> **EXCERTO DO DOCUMENTO**:
----

O endocrinologista deixa, em alternativa a esta lista, os próprios conselhos alimentares. Tendo em conta também a saúde mental de quem está confinado, assinala que “é importante consumir alimentos que contenham ou promovam a síntese de serotonina e melatonina ao jantar”. Falamos, por exemplo, de “amêndoas, bananas, cerejas e aveia”. “Além disso, a quarentena pode ser associada a menos tempo passado ao ar livre, menos exposição ao sol e produção reduzida de vitamina D”, continua Davide Carvalho, que admite que “a deficiência de vitamina D no inverno está associada a epidemias víricas”. Por isso, aconselha o peixe, o fígado, a gema de ovo e alimentos com adição de vitamina D, como é o caso de alguns leites e iogurtes no mercado.

Mas continuamos na análise aos pontos descritos na lista. O consumo de água e tempo recomendado de descanso descritos coincidem, por seu lado, com as recomendações gerais de um estilo de vida saudável, e por isso são para ter sempre em conta, não apenas em tempo de pandemia.

Os sintomas descritos na publicação e associados ao novo coronavírus também batem certo com o que a Direção-Geral de Saúde e o Ministério da Saúde sinalizam como sintomas da infeção por SARS-Cov2.

No caso de verificar estes sintomas, deve ligar para a linha SNS24 e não esperar pela cura através dos alimentos indicados para “eliminar o vírus” ou impedir a infeção “antes de chegar aos pulmões” — esta lista de alimentos é enganadora e, se desconfiar que pode estar infetado pelo novo coronavírus ou mostrar sintomas, deve informar as autoridades de saúde e procurar aconselhamento médico de forma a não colocar em risco a sua saúde e das pessoas que o rodeiam.

Como já tinha explicado ao Observador a bastonária da Ordem dos Nutricionistas, Alexandra Bento, não há uma cura universal para o coronavírus e “nenhum alimento consegue evitar o contágio nem auxiliar após uma pessoa se contaminar”. A garantia era deixada numa altura em que circulava pelas redes sociais uma lista muito semelhante à que agora é veiculada, igualmente com o argumento de os alimentos com pH mais elevado poderem contornar a infeção pelo vírus.

----

> **EXCERTOS DOS DADOS**:

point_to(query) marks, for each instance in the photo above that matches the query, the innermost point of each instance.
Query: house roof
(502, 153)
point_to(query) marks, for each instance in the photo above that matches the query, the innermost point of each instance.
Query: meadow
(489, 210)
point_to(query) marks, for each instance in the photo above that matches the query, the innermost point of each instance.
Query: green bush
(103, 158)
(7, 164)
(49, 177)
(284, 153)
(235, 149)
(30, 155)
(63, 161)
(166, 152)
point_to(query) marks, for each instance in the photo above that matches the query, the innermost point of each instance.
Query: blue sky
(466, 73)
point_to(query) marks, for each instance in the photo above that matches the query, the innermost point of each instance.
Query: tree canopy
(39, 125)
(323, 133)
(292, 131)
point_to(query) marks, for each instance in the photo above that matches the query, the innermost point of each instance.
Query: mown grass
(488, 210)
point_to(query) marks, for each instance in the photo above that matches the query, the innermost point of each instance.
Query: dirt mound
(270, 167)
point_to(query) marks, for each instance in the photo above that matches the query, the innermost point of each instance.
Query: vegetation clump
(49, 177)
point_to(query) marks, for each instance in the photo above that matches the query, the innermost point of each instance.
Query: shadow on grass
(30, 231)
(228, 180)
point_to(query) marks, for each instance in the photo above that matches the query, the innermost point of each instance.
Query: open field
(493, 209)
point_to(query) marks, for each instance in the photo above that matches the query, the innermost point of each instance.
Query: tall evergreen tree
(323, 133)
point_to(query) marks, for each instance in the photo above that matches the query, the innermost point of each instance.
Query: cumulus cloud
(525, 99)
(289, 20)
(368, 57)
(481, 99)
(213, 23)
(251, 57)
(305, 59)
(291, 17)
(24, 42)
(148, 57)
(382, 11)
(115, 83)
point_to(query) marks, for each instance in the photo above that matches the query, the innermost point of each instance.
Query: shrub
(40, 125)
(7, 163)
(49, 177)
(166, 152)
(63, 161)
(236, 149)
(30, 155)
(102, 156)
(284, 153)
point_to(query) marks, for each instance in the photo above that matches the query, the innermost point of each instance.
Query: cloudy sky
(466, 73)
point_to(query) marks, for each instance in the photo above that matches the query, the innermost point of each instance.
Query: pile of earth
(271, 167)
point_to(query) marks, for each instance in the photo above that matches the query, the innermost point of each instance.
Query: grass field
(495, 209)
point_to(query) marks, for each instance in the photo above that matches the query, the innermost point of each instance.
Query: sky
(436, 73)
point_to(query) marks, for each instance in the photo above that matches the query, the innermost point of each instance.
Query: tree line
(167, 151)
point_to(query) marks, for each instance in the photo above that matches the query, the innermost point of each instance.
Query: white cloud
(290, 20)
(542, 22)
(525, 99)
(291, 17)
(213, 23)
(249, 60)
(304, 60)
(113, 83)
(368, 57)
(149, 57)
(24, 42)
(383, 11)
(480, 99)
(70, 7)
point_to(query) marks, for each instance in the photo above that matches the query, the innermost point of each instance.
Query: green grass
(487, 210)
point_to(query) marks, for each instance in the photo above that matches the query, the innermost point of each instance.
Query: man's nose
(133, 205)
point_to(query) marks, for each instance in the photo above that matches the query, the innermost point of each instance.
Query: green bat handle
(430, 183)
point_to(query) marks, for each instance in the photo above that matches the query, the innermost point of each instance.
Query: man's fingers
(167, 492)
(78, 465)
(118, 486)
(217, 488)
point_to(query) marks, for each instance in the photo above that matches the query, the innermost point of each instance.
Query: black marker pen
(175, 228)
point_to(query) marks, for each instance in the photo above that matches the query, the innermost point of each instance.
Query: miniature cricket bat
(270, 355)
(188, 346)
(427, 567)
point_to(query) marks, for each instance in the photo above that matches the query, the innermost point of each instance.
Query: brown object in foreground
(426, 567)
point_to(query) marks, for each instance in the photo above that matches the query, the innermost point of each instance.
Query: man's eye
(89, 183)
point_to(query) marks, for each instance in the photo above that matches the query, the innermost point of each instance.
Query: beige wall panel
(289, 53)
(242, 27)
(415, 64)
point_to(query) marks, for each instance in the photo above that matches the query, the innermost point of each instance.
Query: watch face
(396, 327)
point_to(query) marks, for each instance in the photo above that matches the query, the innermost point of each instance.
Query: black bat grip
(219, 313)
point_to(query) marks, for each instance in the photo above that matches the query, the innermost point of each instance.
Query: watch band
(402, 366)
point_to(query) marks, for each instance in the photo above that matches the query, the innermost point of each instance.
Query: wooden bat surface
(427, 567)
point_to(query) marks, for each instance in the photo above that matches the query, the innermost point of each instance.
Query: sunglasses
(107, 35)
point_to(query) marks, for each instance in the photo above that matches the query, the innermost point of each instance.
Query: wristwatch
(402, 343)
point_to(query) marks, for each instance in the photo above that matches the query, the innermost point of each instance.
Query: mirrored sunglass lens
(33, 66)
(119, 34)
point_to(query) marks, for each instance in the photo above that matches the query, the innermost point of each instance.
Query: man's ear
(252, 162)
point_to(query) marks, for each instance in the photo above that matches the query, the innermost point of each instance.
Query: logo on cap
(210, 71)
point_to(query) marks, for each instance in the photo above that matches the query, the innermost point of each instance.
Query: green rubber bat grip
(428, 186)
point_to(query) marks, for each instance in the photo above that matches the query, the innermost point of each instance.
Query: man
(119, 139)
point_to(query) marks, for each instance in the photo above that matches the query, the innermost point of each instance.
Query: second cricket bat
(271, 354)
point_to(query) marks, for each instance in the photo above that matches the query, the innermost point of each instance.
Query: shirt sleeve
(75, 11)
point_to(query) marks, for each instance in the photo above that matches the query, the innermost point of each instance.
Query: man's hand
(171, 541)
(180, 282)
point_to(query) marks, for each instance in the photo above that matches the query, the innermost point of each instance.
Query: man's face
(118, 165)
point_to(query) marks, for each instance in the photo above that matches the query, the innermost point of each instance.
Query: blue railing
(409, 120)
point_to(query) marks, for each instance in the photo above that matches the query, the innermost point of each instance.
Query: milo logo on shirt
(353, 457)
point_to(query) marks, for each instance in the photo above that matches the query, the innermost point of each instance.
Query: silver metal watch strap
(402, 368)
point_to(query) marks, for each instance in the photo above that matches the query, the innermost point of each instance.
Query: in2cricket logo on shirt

----

> **ENUNCIADO DO PROBLEMA**: No excerto sobre alimentação e coronavírus, por que motivo Davide Carvalho aconselha peixe, fígado, gema de ovo e alimentos com adição de vitamina D? Responda com uma a três frases. As linhas são material à parte, sem ligação ao excerto.

> **RESPOSTA AO PROBLEMA**: A quarentena pode significar menos tempo passado ao ar livre, menos exposição ao sol e uma produção reduzida de vitamina D. Ele admite também que a deficiência de vitamina D no inverno está associada a epidemias víricas.